[Point-annotation data]
☆ ☆ ☆ ☆ ☆
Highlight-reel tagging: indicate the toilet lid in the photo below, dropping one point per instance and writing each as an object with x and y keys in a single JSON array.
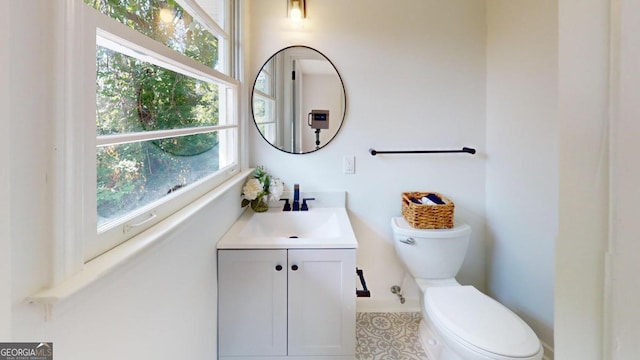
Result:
[{"x": 477, "y": 320}]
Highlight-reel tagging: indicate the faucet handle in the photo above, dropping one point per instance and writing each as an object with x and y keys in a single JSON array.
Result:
[
  {"x": 287, "y": 206},
  {"x": 304, "y": 204}
]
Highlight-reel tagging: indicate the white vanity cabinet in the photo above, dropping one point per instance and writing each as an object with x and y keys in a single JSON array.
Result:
[{"x": 286, "y": 303}]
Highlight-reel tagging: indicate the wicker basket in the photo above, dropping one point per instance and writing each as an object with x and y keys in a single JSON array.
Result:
[{"x": 426, "y": 216}]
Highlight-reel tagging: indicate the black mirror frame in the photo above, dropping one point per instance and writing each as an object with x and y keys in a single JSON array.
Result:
[{"x": 344, "y": 94}]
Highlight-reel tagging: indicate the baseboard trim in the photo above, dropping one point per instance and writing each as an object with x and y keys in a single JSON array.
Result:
[
  {"x": 548, "y": 351},
  {"x": 393, "y": 305}
]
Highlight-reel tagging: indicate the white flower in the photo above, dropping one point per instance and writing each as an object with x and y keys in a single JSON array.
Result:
[
  {"x": 252, "y": 189},
  {"x": 275, "y": 190}
]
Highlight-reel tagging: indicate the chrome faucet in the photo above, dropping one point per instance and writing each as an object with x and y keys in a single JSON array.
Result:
[{"x": 296, "y": 197}]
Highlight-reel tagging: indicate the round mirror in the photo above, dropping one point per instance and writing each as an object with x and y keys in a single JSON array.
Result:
[{"x": 298, "y": 100}]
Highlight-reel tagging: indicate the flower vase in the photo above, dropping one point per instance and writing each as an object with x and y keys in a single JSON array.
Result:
[{"x": 259, "y": 205}]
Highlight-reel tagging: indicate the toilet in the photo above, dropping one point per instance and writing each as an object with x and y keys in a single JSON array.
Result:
[{"x": 458, "y": 322}]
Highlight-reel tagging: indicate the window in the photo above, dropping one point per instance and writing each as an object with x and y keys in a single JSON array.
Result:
[
  {"x": 166, "y": 128},
  {"x": 264, "y": 102}
]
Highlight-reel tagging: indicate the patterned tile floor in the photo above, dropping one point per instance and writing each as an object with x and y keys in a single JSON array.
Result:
[{"x": 388, "y": 336}]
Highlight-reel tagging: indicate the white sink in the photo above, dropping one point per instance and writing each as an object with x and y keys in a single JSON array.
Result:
[
  {"x": 316, "y": 228},
  {"x": 318, "y": 223}
]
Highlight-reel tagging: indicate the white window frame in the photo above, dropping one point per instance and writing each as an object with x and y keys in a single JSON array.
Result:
[{"x": 75, "y": 198}]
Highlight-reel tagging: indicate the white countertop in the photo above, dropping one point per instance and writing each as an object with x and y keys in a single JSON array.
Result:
[{"x": 240, "y": 235}]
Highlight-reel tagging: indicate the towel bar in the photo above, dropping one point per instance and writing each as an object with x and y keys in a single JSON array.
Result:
[{"x": 464, "y": 149}]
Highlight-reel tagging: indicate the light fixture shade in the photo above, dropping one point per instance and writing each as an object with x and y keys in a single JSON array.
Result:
[{"x": 296, "y": 9}]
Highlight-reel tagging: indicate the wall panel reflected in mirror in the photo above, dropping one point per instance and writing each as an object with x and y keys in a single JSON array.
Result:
[{"x": 298, "y": 100}]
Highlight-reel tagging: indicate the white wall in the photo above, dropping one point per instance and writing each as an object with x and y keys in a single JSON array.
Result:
[
  {"x": 522, "y": 157},
  {"x": 5, "y": 244},
  {"x": 414, "y": 75},
  {"x": 163, "y": 305},
  {"x": 583, "y": 39},
  {"x": 625, "y": 192}
]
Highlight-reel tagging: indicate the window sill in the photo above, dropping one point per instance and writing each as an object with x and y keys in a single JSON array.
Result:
[{"x": 106, "y": 263}]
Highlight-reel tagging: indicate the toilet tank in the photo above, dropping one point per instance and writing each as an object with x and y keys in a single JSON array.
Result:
[{"x": 431, "y": 253}]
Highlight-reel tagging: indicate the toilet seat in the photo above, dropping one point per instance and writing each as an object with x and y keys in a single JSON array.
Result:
[{"x": 478, "y": 322}]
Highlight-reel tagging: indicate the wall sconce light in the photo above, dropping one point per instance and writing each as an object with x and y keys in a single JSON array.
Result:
[{"x": 296, "y": 9}]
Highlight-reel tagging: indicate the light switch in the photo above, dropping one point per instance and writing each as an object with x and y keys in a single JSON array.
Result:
[{"x": 349, "y": 164}]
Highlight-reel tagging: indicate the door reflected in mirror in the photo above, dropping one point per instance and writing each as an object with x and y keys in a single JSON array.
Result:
[{"x": 298, "y": 100}]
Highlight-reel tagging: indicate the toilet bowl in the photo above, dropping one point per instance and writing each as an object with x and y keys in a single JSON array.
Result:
[{"x": 458, "y": 322}]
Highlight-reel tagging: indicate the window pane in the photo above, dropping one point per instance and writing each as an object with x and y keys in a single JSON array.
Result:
[
  {"x": 262, "y": 83},
  {"x": 166, "y": 22},
  {"x": 134, "y": 95},
  {"x": 130, "y": 176},
  {"x": 216, "y": 9}
]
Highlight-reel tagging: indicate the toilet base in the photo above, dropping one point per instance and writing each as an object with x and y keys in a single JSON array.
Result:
[{"x": 433, "y": 345}]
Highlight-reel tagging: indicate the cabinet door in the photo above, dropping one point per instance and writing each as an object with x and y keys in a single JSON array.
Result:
[
  {"x": 322, "y": 302},
  {"x": 252, "y": 302}
]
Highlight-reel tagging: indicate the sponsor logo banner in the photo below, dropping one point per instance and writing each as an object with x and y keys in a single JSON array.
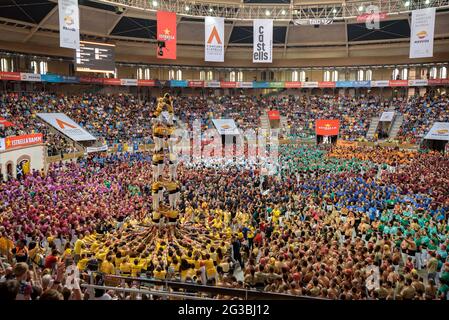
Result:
[
  {"x": 262, "y": 41},
  {"x": 112, "y": 81},
  {"x": 380, "y": 83},
  {"x": 376, "y": 16},
  {"x": 327, "y": 127},
  {"x": 293, "y": 84},
  {"x": 422, "y": 33},
  {"x": 261, "y": 84},
  {"x": 14, "y": 76},
  {"x": 166, "y": 35},
  {"x": 146, "y": 83},
  {"x": 439, "y": 131},
  {"x": 387, "y": 116},
  {"x": 226, "y": 126},
  {"x": 178, "y": 83},
  {"x": 196, "y": 84},
  {"x": 418, "y": 83},
  {"x": 97, "y": 149},
  {"x": 128, "y": 82},
  {"x": 310, "y": 84},
  {"x": 69, "y": 26},
  {"x": 23, "y": 141},
  {"x": 212, "y": 84},
  {"x": 214, "y": 39},
  {"x": 326, "y": 84},
  {"x": 274, "y": 115},
  {"x": 276, "y": 84},
  {"x": 67, "y": 126},
  {"x": 228, "y": 84},
  {"x": 244, "y": 84},
  {"x": 30, "y": 77},
  {"x": 398, "y": 83}
]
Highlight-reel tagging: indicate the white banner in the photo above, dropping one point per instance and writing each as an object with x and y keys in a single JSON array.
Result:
[
  {"x": 128, "y": 82},
  {"x": 30, "y": 77},
  {"x": 226, "y": 126},
  {"x": 69, "y": 24},
  {"x": 262, "y": 41},
  {"x": 387, "y": 116},
  {"x": 418, "y": 83},
  {"x": 380, "y": 83},
  {"x": 212, "y": 84},
  {"x": 97, "y": 149},
  {"x": 67, "y": 126},
  {"x": 214, "y": 39},
  {"x": 439, "y": 131},
  {"x": 422, "y": 31}
]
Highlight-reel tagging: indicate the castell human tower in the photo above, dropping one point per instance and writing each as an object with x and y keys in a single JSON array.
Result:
[{"x": 163, "y": 154}]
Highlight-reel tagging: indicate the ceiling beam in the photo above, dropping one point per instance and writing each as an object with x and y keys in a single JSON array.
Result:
[{"x": 43, "y": 21}]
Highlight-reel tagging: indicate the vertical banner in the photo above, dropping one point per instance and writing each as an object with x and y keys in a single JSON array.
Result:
[
  {"x": 214, "y": 39},
  {"x": 166, "y": 35},
  {"x": 422, "y": 31},
  {"x": 69, "y": 24},
  {"x": 262, "y": 41}
]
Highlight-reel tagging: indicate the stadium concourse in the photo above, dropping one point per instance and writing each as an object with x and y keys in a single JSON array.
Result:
[{"x": 249, "y": 169}]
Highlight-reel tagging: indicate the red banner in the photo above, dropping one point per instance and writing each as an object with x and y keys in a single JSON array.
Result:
[
  {"x": 112, "y": 81},
  {"x": 274, "y": 115},
  {"x": 166, "y": 35},
  {"x": 196, "y": 84},
  {"x": 372, "y": 17},
  {"x": 327, "y": 127},
  {"x": 398, "y": 83},
  {"x": 228, "y": 84},
  {"x": 146, "y": 83},
  {"x": 15, "y": 76},
  {"x": 326, "y": 84},
  {"x": 293, "y": 84},
  {"x": 23, "y": 141}
]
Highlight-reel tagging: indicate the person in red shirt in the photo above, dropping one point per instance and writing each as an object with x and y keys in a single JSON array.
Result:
[{"x": 52, "y": 259}]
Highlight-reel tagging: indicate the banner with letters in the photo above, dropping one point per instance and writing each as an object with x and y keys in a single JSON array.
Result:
[
  {"x": 23, "y": 140},
  {"x": 214, "y": 39},
  {"x": 69, "y": 24},
  {"x": 67, "y": 126},
  {"x": 166, "y": 35},
  {"x": 262, "y": 41},
  {"x": 422, "y": 33}
]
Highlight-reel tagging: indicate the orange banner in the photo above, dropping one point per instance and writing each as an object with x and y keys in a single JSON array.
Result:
[
  {"x": 23, "y": 141},
  {"x": 166, "y": 35},
  {"x": 327, "y": 127}
]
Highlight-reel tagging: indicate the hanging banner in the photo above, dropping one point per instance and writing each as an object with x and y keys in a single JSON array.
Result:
[
  {"x": 214, "y": 39},
  {"x": 327, "y": 127},
  {"x": 422, "y": 32},
  {"x": 23, "y": 140},
  {"x": 67, "y": 126},
  {"x": 418, "y": 83},
  {"x": 128, "y": 82},
  {"x": 262, "y": 40},
  {"x": 380, "y": 83},
  {"x": 166, "y": 35},
  {"x": 69, "y": 24}
]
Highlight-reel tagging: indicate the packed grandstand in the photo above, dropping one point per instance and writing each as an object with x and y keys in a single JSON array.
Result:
[{"x": 340, "y": 194}]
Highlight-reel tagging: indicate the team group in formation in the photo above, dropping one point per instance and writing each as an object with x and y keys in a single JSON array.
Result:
[{"x": 335, "y": 222}]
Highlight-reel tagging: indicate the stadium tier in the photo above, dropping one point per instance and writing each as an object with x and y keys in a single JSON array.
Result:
[{"x": 224, "y": 150}]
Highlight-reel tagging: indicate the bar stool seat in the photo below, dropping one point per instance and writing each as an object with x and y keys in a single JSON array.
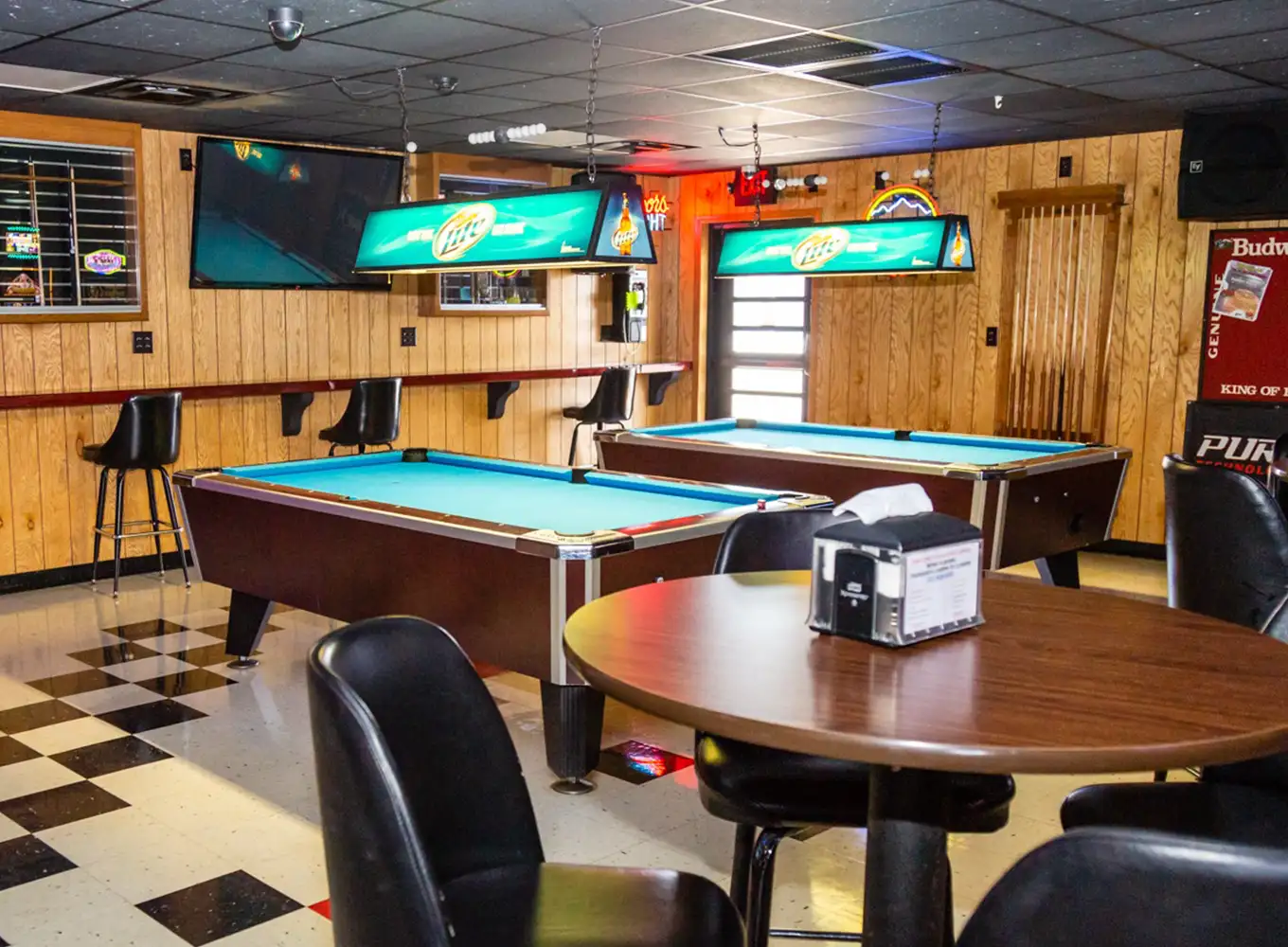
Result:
[{"x": 146, "y": 438}]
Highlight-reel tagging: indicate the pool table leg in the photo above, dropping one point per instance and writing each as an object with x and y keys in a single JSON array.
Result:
[
  {"x": 573, "y": 718},
  {"x": 1060, "y": 570},
  {"x": 247, "y": 616}
]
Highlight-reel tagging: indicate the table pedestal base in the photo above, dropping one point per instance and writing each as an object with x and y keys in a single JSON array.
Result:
[{"x": 907, "y": 879}]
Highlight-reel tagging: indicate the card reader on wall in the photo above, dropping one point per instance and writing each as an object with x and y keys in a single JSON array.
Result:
[{"x": 628, "y": 307}]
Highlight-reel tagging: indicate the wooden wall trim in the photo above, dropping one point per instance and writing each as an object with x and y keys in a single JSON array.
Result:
[{"x": 268, "y": 388}]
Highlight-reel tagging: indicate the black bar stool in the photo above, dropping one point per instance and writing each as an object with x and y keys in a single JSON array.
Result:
[
  {"x": 146, "y": 438},
  {"x": 614, "y": 402},
  {"x": 370, "y": 418}
]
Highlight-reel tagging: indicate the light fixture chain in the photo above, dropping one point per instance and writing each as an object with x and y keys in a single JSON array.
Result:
[
  {"x": 597, "y": 40},
  {"x": 406, "y": 133},
  {"x": 934, "y": 147}
]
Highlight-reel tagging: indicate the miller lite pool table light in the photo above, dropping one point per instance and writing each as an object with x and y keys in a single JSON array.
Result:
[
  {"x": 580, "y": 227},
  {"x": 850, "y": 247}
]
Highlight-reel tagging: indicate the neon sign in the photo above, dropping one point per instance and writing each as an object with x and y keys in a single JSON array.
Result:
[{"x": 657, "y": 211}]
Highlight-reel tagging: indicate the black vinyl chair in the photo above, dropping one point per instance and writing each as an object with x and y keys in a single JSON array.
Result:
[
  {"x": 1227, "y": 558},
  {"x": 371, "y": 417},
  {"x": 772, "y": 794},
  {"x": 428, "y": 828},
  {"x": 1116, "y": 888},
  {"x": 614, "y": 402},
  {"x": 146, "y": 438},
  {"x": 1226, "y": 544}
]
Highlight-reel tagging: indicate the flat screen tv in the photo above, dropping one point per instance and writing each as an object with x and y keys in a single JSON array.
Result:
[{"x": 283, "y": 215}]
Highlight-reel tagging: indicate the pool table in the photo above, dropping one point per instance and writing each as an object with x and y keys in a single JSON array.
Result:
[
  {"x": 1040, "y": 500},
  {"x": 499, "y": 553}
]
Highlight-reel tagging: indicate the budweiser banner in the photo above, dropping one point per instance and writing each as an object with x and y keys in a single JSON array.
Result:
[
  {"x": 1241, "y": 437},
  {"x": 1245, "y": 330}
]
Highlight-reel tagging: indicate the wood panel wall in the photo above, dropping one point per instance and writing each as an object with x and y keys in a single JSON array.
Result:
[
  {"x": 911, "y": 353},
  {"x": 227, "y": 336}
]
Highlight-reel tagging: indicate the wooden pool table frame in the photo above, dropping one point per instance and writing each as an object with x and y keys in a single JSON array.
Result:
[
  {"x": 1042, "y": 509},
  {"x": 504, "y": 592}
]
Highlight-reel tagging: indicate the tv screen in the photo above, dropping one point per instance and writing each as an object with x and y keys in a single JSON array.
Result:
[{"x": 278, "y": 215}]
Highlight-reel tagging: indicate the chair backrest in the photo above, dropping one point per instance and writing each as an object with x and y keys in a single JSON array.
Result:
[
  {"x": 615, "y": 396},
  {"x": 382, "y": 410},
  {"x": 770, "y": 542},
  {"x": 147, "y": 432},
  {"x": 1144, "y": 889},
  {"x": 418, "y": 778},
  {"x": 1226, "y": 544}
]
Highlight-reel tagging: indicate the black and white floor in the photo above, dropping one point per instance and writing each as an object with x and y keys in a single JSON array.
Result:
[{"x": 152, "y": 796}]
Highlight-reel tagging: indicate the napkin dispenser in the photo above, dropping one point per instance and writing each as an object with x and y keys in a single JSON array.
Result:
[{"x": 897, "y": 581}]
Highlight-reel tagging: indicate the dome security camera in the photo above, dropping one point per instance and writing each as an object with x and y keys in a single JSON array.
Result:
[{"x": 286, "y": 24}]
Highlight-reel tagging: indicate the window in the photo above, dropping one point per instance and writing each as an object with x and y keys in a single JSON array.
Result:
[
  {"x": 68, "y": 224},
  {"x": 758, "y": 344},
  {"x": 511, "y": 289}
]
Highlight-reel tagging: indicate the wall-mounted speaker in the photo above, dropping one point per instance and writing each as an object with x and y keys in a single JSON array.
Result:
[{"x": 1234, "y": 167}]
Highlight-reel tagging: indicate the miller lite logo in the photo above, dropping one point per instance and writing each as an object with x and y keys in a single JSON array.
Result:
[
  {"x": 462, "y": 229},
  {"x": 819, "y": 246}
]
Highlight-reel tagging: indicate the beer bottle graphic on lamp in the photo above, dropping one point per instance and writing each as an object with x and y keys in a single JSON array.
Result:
[
  {"x": 625, "y": 235},
  {"x": 958, "y": 253}
]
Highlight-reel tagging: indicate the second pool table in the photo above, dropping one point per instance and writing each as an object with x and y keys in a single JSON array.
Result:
[
  {"x": 500, "y": 553},
  {"x": 1038, "y": 500}
]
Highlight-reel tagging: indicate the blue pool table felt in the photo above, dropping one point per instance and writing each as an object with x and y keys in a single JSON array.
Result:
[
  {"x": 871, "y": 442},
  {"x": 527, "y": 495}
]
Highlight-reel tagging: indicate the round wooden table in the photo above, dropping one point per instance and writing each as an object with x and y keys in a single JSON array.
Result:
[{"x": 1056, "y": 681}]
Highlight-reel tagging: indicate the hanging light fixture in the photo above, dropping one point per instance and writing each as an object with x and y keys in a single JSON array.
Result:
[{"x": 594, "y": 225}]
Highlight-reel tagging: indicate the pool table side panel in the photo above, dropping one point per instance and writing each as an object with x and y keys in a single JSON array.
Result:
[
  {"x": 354, "y": 568},
  {"x": 1059, "y": 510}
]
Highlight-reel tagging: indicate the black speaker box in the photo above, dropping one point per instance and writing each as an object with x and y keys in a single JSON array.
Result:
[{"x": 1234, "y": 167}]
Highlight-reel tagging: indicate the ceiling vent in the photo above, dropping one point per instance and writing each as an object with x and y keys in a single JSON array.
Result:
[
  {"x": 796, "y": 52},
  {"x": 839, "y": 61},
  {"x": 643, "y": 147},
  {"x": 163, "y": 93}
]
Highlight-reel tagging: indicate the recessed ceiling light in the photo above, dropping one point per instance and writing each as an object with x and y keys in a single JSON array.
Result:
[{"x": 48, "y": 80}]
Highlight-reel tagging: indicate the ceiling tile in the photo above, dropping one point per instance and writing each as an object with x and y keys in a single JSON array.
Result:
[
  {"x": 673, "y": 72},
  {"x": 561, "y": 89},
  {"x": 104, "y": 61},
  {"x": 1209, "y": 22},
  {"x": 764, "y": 88},
  {"x": 961, "y": 22},
  {"x": 658, "y": 103},
  {"x": 821, "y": 14},
  {"x": 225, "y": 75},
  {"x": 156, "y": 34},
  {"x": 9, "y": 40},
  {"x": 321, "y": 58},
  {"x": 1101, "y": 68},
  {"x": 1172, "y": 85},
  {"x": 1032, "y": 49},
  {"x": 1269, "y": 71},
  {"x": 554, "y": 57},
  {"x": 1242, "y": 49},
  {"x": 40, "y": 17},
  {"x": 318, "y": 14},
  {"x": 426, "y": 35},
  {"x": 841, "y": 103},
  {"x": 554, "y": 17},
  {"x": 1095, "y": 10},
  {"x": 467, "y": 104},
  {"x": 689, "y": 31}
]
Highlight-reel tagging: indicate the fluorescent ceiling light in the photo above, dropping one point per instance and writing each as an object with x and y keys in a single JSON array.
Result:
[{"x": 48, "y": 80}]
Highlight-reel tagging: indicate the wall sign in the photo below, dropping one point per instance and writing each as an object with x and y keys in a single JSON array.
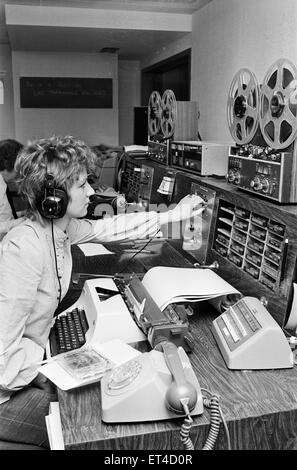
☆ ☆ ☆ ☆ ☆
GOAL:
Report every line of the items that contains the word "chair", treating uppercase and lowercase as different.

WORKED ANSWER:
Highlight-reel tagging: indicate the black vinyl chair in the photo above, dropping one point per instance and writing each as an object with x and y keys in a single JSON array.
Highlight-reel tagging: indicate the chair backrest in the photo above, dropping one point per instance and writing each as an object with x and y keys in a single JSON array.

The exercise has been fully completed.